Pointing dataset excerpts:
===

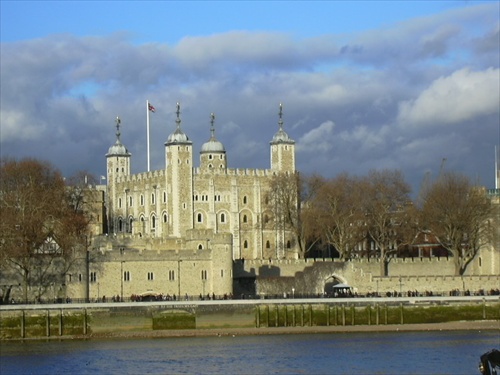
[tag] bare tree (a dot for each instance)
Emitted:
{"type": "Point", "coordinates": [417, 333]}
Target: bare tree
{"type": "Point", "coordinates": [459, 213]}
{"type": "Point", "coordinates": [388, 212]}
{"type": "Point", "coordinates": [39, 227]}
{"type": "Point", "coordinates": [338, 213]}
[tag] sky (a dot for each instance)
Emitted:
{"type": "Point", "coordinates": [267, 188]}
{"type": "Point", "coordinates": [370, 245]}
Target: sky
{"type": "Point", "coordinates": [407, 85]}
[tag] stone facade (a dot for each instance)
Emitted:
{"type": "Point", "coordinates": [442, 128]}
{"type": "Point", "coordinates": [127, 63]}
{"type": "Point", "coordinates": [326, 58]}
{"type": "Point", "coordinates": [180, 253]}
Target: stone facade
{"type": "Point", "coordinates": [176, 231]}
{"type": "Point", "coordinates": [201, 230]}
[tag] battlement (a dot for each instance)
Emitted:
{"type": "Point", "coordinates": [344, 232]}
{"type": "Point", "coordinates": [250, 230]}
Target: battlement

===

Task details: Reproduce the listing above verbatim from start to finish, leaving out the picture line.

Task response:
[tag] bare tree (a dot for each instance)
Emitted:
{"type": "Point", "coordinates": [417, 333]}
Target: bare tree
{"type": "Point", "coordinates": [459, 213]}
{"type": "Point", "coordinates": [388, 212]}
{"type": "Point", "coordinates": [39, 227]}
{"type": "Point", "coordinates": [338, 213]}
[tag] sky (a dot for each instance)
Emitted:
{"type": "Point", "coordinates": [267, 188]}
{"type": "Point", "coordinates": [370, 245]}
Target: sky
{"type": "Point", "coordinates": [407, 85]}
[tag] stone facade (a dot for each instance)
Emitted:
{"type": "Point", "coordinates": [442, 128]}
{"type": "Point", "coordinates": [127, 63]}
{"type": "Point", "coordinates": [326, 58]}
{"type": "Point", "coordinates": [180, 253]}
Target: stone facade
{"type": "Point", "coordinates": [176, 231]}
{"type": "Point", "coordinates": [201, 230]}
[tag] battlement (a dot for each instance)
Emitted:
{"type": "Point", "coordinates": [344, 232]}
{"type": "Point", "coordinates": [250, 230]}
Target: battlement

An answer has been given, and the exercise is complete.